# Record set

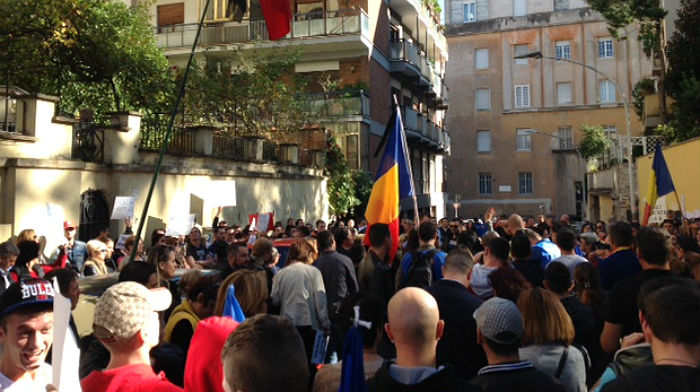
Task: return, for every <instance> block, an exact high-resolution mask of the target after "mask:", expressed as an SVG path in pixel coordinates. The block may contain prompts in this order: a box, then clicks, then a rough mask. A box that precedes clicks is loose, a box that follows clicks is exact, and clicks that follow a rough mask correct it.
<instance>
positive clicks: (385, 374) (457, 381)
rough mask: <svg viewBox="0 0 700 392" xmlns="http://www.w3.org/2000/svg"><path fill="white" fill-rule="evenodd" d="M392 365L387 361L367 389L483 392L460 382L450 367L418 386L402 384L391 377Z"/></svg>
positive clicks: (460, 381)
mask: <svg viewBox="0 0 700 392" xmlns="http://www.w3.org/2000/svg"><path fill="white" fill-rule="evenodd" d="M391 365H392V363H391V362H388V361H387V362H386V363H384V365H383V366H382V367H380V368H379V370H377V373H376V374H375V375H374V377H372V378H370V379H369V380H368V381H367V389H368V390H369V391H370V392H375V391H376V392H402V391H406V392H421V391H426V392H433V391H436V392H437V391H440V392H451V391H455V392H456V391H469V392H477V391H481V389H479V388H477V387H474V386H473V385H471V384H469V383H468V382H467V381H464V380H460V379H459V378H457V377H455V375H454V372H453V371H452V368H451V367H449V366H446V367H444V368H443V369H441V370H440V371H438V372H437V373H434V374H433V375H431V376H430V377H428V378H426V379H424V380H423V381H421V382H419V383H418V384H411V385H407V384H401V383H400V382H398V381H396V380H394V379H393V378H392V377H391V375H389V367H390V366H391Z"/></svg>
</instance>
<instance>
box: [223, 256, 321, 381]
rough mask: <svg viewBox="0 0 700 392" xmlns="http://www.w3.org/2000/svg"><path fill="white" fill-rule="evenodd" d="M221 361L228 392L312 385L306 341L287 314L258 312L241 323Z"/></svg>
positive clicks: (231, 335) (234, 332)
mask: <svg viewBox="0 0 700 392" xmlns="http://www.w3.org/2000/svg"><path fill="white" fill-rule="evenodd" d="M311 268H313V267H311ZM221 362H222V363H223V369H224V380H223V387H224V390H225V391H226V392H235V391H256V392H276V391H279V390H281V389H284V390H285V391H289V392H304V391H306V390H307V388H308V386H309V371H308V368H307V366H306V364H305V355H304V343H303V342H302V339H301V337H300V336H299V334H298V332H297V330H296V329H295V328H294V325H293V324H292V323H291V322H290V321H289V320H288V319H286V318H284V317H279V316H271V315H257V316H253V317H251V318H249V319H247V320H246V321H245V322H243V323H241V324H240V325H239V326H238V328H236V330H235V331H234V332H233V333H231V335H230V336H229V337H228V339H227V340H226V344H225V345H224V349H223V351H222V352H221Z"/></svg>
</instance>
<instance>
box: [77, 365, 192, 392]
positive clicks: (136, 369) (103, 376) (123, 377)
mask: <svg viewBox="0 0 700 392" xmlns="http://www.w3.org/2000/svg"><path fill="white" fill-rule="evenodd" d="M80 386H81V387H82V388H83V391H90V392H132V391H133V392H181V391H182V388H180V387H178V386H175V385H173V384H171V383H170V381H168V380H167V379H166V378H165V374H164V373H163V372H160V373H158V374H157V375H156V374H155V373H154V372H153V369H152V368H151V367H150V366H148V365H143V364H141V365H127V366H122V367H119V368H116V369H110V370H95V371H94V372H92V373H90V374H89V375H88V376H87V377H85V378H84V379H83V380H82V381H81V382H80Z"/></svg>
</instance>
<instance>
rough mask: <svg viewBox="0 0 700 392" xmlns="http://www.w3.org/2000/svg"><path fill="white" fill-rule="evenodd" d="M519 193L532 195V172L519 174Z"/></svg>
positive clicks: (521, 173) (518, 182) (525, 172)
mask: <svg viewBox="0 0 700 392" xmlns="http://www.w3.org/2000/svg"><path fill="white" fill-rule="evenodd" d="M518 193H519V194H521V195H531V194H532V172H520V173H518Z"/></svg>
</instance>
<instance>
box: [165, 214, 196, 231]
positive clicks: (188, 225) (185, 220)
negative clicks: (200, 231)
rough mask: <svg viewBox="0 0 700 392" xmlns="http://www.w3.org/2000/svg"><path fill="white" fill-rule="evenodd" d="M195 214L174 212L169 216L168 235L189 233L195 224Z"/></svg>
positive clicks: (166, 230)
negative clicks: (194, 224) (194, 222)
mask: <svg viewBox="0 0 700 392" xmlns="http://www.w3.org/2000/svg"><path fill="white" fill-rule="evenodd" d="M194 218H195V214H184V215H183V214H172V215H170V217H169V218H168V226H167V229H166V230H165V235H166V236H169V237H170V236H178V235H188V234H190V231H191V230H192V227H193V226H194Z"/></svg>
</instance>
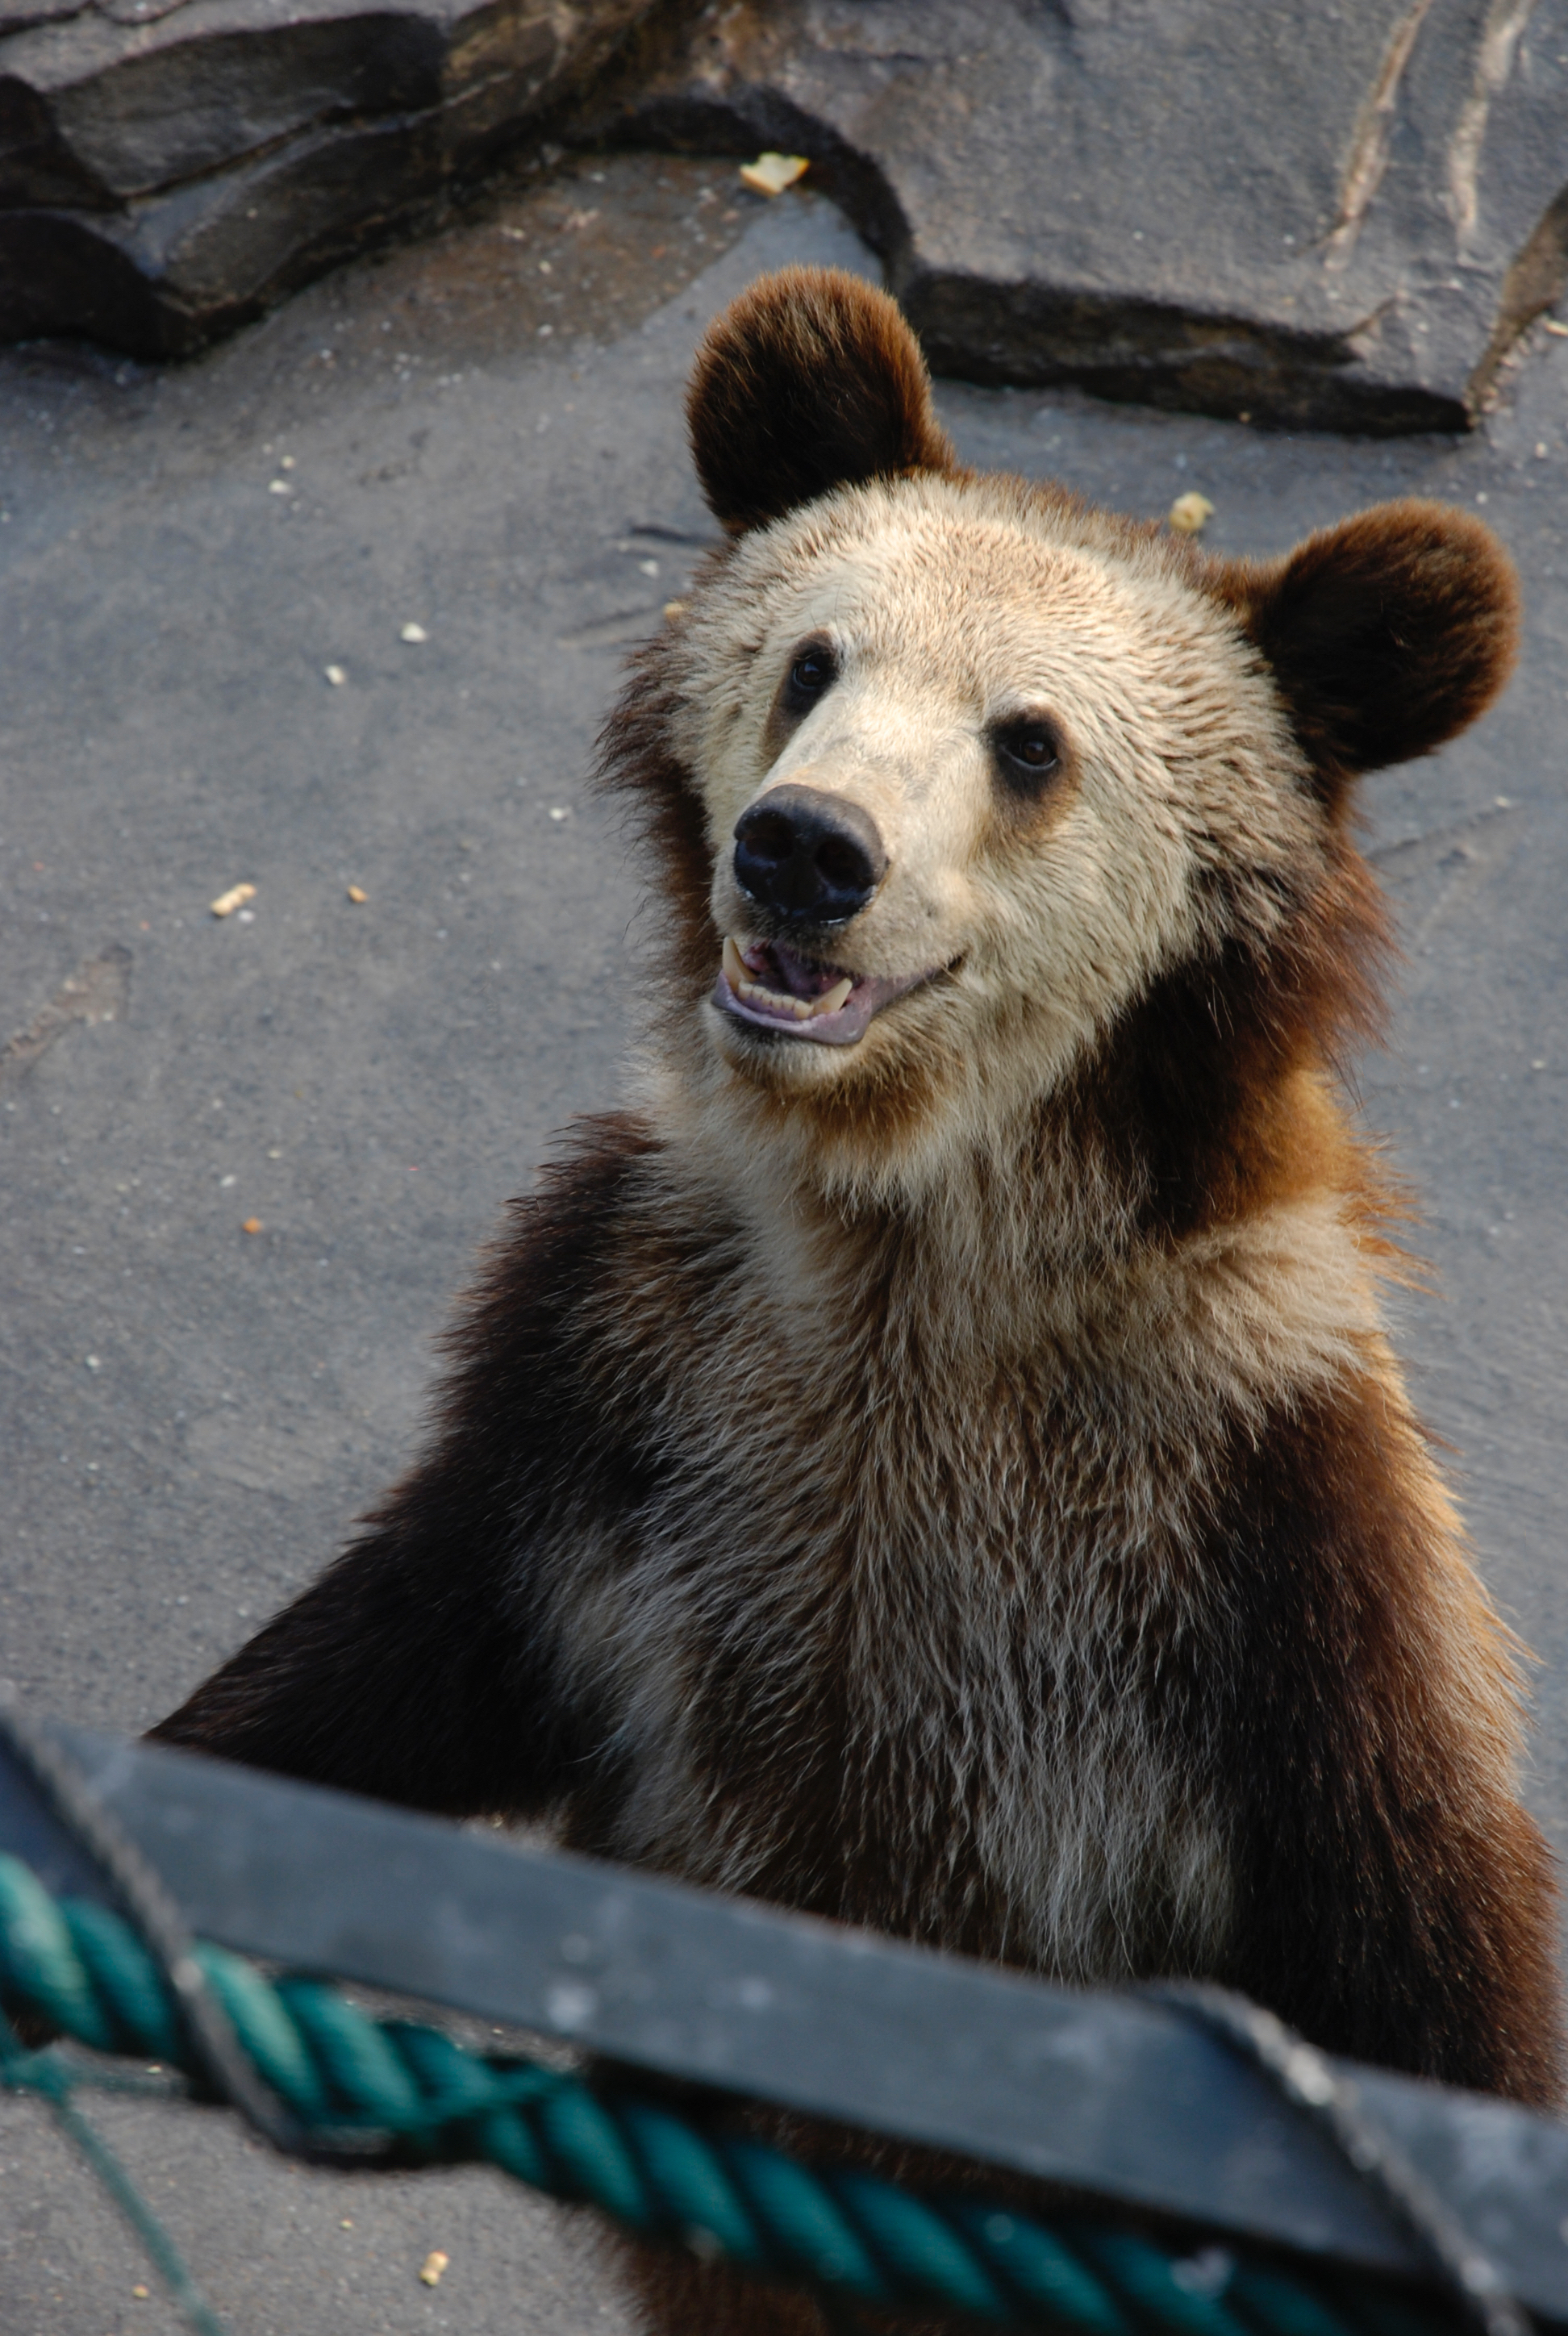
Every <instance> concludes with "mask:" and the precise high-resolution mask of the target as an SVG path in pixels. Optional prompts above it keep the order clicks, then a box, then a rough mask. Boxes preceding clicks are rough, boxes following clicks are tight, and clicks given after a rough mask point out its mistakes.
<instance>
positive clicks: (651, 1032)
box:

# Exercise description
Scan the records above for the word "then" and return every line where it occurs.

# Solution
Task: return, for every <instance> block, an exact high-resolution mask of the target after "mask:", expressed as an SVG path in pixel coordinates. The block may contain prompts in this order: a box, then clicks, then a rough mask. A box that precedes clicks is loose, a box that follows clicks is exact, and clicks that follow a rough mask correct it.
Every <instance> concludes with "mask:" and the precise high-resolution mask of the target as an SVG path in pixels. Optional prompts above it keep the order clicks, then a box, then a rough mask. Boxes preceding clicks are rough, boxes following clicks are tight, and clicks given after a rough mask point out its mistakes.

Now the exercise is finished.